[Items listed in a dataset]
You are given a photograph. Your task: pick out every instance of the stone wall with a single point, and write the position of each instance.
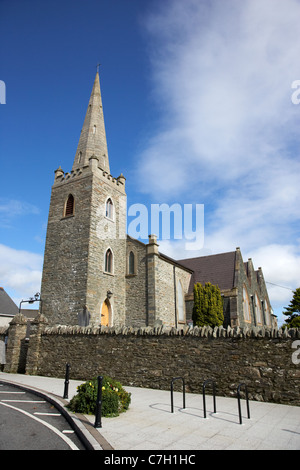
(150, 357)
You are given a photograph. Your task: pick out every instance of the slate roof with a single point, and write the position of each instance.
(218, 269)
(7, 305)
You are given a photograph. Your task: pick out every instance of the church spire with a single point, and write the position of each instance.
(92, 140)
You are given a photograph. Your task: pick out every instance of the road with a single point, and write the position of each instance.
(28, 422)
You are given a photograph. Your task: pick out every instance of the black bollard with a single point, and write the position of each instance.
(98, 423)
(66, 390)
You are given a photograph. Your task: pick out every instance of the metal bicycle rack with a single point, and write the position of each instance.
(214, 395)
(172, 388)
(239, 401)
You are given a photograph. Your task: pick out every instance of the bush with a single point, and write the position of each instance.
(115, 399)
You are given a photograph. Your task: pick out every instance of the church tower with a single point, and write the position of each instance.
(84, 268)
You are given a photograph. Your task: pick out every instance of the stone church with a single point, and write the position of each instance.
(94, 273)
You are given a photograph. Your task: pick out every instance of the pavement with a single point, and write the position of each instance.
(149, 424)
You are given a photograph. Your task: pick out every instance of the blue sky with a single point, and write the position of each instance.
(197, 106)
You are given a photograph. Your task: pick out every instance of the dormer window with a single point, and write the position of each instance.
(69, 206)
(108, 261)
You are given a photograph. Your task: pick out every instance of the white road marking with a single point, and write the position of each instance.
(22, 401)
(56, 431)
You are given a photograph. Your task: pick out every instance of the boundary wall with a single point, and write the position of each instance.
(150, 357)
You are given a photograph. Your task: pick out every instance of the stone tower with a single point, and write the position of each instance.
(83, 278)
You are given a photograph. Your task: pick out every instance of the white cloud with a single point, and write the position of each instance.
(20, 272)
(12, 208)
(228, 137)
(222, 73)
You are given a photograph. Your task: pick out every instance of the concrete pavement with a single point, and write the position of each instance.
(150, 425)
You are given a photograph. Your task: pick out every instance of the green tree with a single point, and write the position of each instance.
(208, 305)
(293, 310)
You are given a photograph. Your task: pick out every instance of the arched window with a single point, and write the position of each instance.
(267, 313)
(258, 309)
(109, 209)
(131, 266)
(180, 306)
(246, 305)
(69, 207)
(108, 261)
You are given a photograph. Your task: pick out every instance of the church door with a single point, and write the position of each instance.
(105, 313)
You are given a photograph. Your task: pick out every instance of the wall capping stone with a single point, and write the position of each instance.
(203, 332)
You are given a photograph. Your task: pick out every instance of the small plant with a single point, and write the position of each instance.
(115, 399)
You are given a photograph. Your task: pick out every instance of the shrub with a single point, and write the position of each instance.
(208, 305)
(115, 399)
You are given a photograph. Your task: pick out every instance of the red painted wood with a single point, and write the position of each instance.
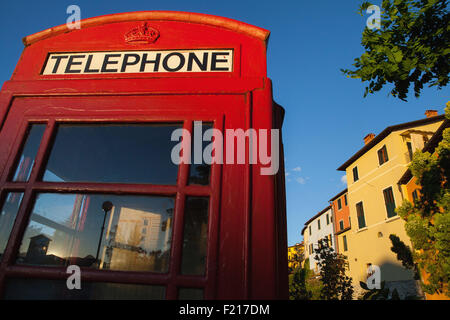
(247, 225)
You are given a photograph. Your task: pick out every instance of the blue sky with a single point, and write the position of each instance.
(326, 114)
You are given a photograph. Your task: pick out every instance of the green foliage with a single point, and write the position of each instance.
(428, 219)
(297, 285)
(295, 260)
(336, 285)
(411, 48)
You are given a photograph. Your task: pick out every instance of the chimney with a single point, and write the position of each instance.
(368, 138)
(431, 113)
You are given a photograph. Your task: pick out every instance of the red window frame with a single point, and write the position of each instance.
(115, 109)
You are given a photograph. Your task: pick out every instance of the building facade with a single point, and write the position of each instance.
(341, 221)
(296, 255)
(373, 194)
(317, 228)
(411, 191)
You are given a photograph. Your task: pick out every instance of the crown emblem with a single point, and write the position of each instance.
(142, 34)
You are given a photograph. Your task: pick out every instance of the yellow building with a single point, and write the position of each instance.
(411, 190)
(296, 254)
(372, 176)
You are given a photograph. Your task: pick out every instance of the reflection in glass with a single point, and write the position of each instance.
(199, 173)
(195, 236)
(8, 215)
(38, 289)
(133, 153)
(79, 229)
(29, 151)
(190, 294)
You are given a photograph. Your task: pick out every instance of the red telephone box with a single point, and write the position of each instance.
(87, 180)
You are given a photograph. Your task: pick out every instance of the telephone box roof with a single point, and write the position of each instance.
(200, 18)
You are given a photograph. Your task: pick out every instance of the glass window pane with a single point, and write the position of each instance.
(199, 172)
(8, 215)
(125, 153)
(38, 289)
(190, 294)
(29, 151)
(79, 229)
(195, 236)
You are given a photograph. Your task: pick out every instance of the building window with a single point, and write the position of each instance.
(360, 214)
(389, 201)
(415, 195)
(355, 174)
(410, 153)
(382, 155)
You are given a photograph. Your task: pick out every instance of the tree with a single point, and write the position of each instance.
(428, 218)
(303, 284)
(411, 47)
(404, 254)
(336, 285)
(295, 259)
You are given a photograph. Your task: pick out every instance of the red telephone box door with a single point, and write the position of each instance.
(170, 231)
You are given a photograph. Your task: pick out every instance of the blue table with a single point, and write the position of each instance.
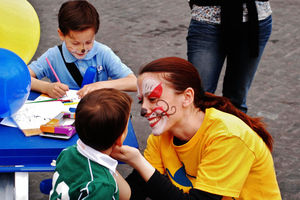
(19, 153)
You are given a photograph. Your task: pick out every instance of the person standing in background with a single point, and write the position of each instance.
(237, 31)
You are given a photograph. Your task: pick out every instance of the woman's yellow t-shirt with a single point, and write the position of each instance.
(225, 157)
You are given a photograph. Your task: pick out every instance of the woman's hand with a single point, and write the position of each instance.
(127, 154)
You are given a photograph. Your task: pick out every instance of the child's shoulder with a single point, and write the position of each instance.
(100, 46)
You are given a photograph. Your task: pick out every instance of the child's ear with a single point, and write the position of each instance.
(61, 35)
(120, 140)
(188, 97)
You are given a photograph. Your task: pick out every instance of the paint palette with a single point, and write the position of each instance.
(60, 126)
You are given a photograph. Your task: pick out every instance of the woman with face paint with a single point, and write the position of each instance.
(79, 54)
(201, 146)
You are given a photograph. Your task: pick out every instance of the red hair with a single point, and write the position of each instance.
(182, 74)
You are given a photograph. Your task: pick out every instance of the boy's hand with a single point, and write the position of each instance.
(57, 89)
(134, 158)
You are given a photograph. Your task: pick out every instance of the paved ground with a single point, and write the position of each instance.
(140, 31)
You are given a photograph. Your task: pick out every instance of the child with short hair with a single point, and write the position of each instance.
(86, 170)
(78, 23)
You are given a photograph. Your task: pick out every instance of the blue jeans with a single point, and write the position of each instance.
(206, 51)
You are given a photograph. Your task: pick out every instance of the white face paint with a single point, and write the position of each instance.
(152, 91)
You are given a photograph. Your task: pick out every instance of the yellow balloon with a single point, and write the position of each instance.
(19, 28)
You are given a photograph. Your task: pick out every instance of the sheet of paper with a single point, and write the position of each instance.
(32, 115)
(71, 95)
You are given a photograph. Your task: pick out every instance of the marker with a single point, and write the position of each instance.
(72, 103)
(52, 70)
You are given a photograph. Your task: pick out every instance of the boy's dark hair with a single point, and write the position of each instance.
(102, 116)
(77, 16)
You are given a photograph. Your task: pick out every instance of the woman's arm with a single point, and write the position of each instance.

Exercise directions:
Set down, unchanged, the line that contains "the child's ear" together with every later line in the records, through the last one.

Completed task:
You are given a photograph. Your task: pick out every instance of the child's ear with a single point, and write the position of each instance.
(61, 35)
(120, 140)
(188, 97)
You are given a photograph. Your task: pick out every instance of the paint palette with a single point, and write the position of each instance.
(60, 126)
You are given a photograph. Your task: pick out every instance of the woman with face paint with a single point, and write the position of each instance.
(79, 54)
(201, 146)
You are given a photograph. Your task: pick out every instance of the red hair with a single point, and write the position of each instance.
(182, 74)
You are given a photograph. Your task: pick out every instance of the boy's hand with a single point, and write the position of each instance.
(57, 89)
(134, 158)
You are given a photograph. Your task: pick out every instance of the paved ground with a single point, and write the position of each instance.
(140, 31)
You are given a photograph. Your task: pick out every instance of the child with short hair with a single point, and write the position of each instance.
(86, 170)
(78, 23)
You are given a photograph. Your task: pick out every instance of the blue jeans with a single point, and write the position of each instance.
(206, 51)
You are given a photograph. Your task: pick out every instance of the white face paint with a single point, and write the position of each instance.
(152, 91)
You are given a photograph. Your task: pick out every instance of the yellow balloon with a single point, and write the position of each instance.
(19, 28)
You are given a photograph. Your task: pick out every instance of the sheet of paper with a single point, and write the position of each instance.
(32, 115)
(71, 95)
You are given a photograph. Your task: pick out every instance of the marker with a single point, and write the position of each instance.
(72, 103)
(52, 70)
You are given a photograph. Your task: pick out every instance of the boy's dark hair with a single point, and write the position of each instance.
(102, 116)
(77, 16)
You are given a photograph. Your task: pick out every instance of the woman's arm with a single point, and write the position of each instance.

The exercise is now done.